> Görev 1
Karar metninden sonra gelen satırlarda, "Shelf-audit tagging: for every instance of the nose" ifadesini içeren satırdan "x=276, y=382" ifadesini içeren satıra kadar (iki uç da dahil) uzanan satırları bir JSON dize listesine dönüştür. Her satır ayrı bir dize olsun, boş satırlar listeye alınmasın.
───── Okuma Metni
Yerel mahkeme kararında, işyerinden çıkarılan işçilerin büyük çoğunluğunun sendikalı, çok az bir kısmının da sendikasız olduğu belirtilmekte ise de, salt bu durum sendikalı-sendikasız işçi ayırımı yapıldığını göstermez. Bundan başka, sendika üyesi işçilerin dörtte çünün işlerine son verilmesinin işyerinde uygulanmakta olan greve olumsuz bir etkisi de olamaz. Sendikalar Kanunu'nun 51. maddesinin son fıkrası, işçilerin sendikadan ayrılmaları halinde uygulanabilir. Ayrıca belirtmek gerekir ki, sendikalı işçilerden büyük çoğunluğunun işyerinde çalışmalarını sürdürdüğü de anlaşılmaktadır. Öte yandan az miktarda da olsa sendikasız işçilerden de işlerine son verilenlerin bulunduğu da bir vakıadır. Açıklanan bu nedenlerle, salt olarak sayısal verilere ve bilirkişilerin varsayımına dayanan düşünceleri esas alınarak hüküm kurulması doğru değildir. Bu durumda yapılacak iş, elektronik sanayiinden ve iş idaresinden anlayan uzman bilirkişiler aracılığıyla mahallinde inceleme yapılarak, işçilerin hizmet sözleşmelerinin feshedildiği tarihten önceki evreden itibaren işyerinde reorganizasyona gidilip gidilmediğinin, yeni üretim sistemlerinin uygulanarak ne derece otomasyona yer verildiğini, böyle bir otomasyona gidilmişse bunun sonucu olarak personel tensikatı yapılması gereksinimi doğup doğmadığının, çıkarılan işçilerin yerine yeni işçilerin alınıp alınmadığının, alınmışsa işe giriş tarihlerinin belirlenmesi; şayet reorganizasyon olgusu gerçekleşmiş ise davalının iyiniyetli olduğunun kabulü ve bunun sonucu olarak davanın reddine, aksi halde ise kabulüne karar vermek gerekirken hiçbir araştırma ve inceleme yapılmadan, salt bilirkişilerin varsayımlarına dayanan düşünceleri esas alınarak önceki kararda direnilmesi doğru değildir. O halde, usul ve Yasa'ya uygun olmayan direnme kararı bozulmalıdır.
──────────
───── Sağlanan Veriler
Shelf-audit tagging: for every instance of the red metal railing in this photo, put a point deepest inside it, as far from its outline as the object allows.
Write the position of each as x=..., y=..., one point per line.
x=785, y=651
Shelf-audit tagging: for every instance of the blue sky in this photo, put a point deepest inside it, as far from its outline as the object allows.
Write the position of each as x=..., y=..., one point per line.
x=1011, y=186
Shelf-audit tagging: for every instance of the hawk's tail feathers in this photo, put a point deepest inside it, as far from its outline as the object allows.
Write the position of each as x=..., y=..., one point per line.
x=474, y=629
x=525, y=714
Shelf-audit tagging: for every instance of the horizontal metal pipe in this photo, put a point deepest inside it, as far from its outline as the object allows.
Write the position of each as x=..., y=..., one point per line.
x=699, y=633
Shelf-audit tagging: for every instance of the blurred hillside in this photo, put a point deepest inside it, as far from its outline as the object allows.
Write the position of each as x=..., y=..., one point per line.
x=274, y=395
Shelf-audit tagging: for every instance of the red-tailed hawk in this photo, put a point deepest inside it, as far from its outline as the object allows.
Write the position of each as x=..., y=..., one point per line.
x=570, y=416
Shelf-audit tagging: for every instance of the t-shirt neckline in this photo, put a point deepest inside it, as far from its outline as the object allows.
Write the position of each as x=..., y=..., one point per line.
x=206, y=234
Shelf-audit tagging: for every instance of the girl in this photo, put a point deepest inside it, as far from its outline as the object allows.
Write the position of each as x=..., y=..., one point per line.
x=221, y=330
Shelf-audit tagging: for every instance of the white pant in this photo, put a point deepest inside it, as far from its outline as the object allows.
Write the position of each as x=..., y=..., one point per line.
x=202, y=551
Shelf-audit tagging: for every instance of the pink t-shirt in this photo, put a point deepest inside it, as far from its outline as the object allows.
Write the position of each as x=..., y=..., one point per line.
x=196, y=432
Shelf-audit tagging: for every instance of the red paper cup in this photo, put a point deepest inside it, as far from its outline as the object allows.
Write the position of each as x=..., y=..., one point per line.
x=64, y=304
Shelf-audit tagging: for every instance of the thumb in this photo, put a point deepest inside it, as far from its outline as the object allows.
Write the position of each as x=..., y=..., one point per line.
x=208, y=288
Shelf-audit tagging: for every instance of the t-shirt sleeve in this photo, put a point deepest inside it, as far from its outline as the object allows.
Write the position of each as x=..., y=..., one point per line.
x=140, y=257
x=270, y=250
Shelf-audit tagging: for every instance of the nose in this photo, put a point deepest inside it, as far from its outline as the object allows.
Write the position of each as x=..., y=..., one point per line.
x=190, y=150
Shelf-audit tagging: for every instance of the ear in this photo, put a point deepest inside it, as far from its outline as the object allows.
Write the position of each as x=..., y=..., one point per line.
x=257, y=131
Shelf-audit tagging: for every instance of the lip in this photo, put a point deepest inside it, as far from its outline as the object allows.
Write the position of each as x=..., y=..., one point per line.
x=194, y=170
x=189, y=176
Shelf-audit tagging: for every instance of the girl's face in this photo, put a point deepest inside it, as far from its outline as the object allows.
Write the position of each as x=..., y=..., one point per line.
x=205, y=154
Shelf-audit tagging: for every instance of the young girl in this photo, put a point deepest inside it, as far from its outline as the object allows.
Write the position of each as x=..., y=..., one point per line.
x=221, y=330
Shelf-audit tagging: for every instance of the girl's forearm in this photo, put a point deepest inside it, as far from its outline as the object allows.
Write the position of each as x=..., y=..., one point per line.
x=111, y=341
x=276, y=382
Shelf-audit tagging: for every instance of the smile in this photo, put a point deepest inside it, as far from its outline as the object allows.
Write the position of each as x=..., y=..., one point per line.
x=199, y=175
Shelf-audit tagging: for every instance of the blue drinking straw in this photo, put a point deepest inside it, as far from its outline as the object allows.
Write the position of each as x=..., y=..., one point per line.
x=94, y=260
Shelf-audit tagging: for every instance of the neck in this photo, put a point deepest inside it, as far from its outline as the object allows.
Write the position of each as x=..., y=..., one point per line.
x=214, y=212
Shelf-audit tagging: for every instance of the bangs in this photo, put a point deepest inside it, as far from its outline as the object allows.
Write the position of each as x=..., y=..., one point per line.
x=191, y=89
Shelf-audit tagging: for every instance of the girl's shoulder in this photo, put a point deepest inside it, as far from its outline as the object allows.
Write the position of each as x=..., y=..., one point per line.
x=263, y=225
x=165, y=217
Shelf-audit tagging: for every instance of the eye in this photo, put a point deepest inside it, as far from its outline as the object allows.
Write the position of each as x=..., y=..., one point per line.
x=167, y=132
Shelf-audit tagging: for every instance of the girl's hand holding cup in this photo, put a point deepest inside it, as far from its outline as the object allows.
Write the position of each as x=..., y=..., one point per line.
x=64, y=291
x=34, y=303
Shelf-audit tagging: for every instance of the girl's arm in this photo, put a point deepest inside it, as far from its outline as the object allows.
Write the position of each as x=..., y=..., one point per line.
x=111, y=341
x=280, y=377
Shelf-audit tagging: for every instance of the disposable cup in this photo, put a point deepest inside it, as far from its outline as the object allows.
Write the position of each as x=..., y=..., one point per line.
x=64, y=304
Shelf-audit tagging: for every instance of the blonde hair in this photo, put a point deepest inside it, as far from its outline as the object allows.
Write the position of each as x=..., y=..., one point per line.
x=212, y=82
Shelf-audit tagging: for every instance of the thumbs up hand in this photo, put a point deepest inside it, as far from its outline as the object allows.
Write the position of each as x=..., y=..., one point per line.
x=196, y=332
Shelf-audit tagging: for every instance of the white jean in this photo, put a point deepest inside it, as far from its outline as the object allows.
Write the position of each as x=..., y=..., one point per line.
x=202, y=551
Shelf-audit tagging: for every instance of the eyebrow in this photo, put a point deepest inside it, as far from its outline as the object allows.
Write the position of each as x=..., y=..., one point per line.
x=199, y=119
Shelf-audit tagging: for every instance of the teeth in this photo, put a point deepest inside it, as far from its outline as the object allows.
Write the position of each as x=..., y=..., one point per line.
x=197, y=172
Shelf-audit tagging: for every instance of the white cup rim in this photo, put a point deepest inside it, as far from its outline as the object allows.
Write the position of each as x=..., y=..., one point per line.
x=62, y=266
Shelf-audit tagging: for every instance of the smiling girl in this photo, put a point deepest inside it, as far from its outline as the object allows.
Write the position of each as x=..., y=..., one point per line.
──────────
> Görev 2
Yukarıdaki karar metnine göre uzman bilirkişilerin mahallinde yapacakları incelemede belirlenmesi gereken hususları sırala.

> Doğru Yanıt 1
[
  "Shelf-audit tagging: for every instance of the nose in this photo, put a point deepest inside it, as far from its outline as the object allows.",
  "Write the position of each as x=..., y=..., one point per line.",
  "x=190, y=150",
  "Shelf-audit tagging: for every instance of the ear in this photo, put a point deepest inside it, as far from its outline as the object allows.",
  "Write the position of each as x=..., y=..., one point per line.",
  "x=257, y=131",
  "Shelf-audit tagging: for every instance of the lip in this photo, put a point deepest inside it, as far from its outline as the object allows.",
  "Write the position of each as x=..., y=..., one point per line.",
  "x=194, y=170",
  "x=189, y=176",
  "Shelf-audit tagging: for every instance of the girl's face in this photo, put a point deepest inside it, as far from its outline as the object allows.",
  "Write the position of each as x=..., y=..., one point per line.",
  "x=205, y=154",
  "Shelf-audit tagging: for every instance of the young girl in this photo, put a point deepest inside it, as far from its outline as the object allows.",
  "Write the position of each as x=..., y=..., one point per line.",
  "x=221, y=330",
  "Shelf-audit tagging: for every instance of the girl's forearm in this photo, put a point deepest inside it, as far from its outline as the object allows.",
  "Write the position of each as x=..., y=..., one point per line.",
  "x=111, y=341",
  "x=276, y=382"
]

> Doğru Yanıt 2
- Hizmet sözleşmelerinin feshedildiği tarihten önceki evreden itibaren işyerinde reorganizasyona gidilip gidilmediği
- Yeni üretim sistemleri uygulanarak ne derece otomasyona yer verildiği
- Otomasyona gidilmişse bunun sonucunda personel tensikatı yapılması gereksiniminin doğup doğmadığı
- Çıkarılan işçilerin yerine yeni işçilerin alınıp alınmadığı
- Yeni işçi alınmışsa bu işçilerin işe giriş tarihleri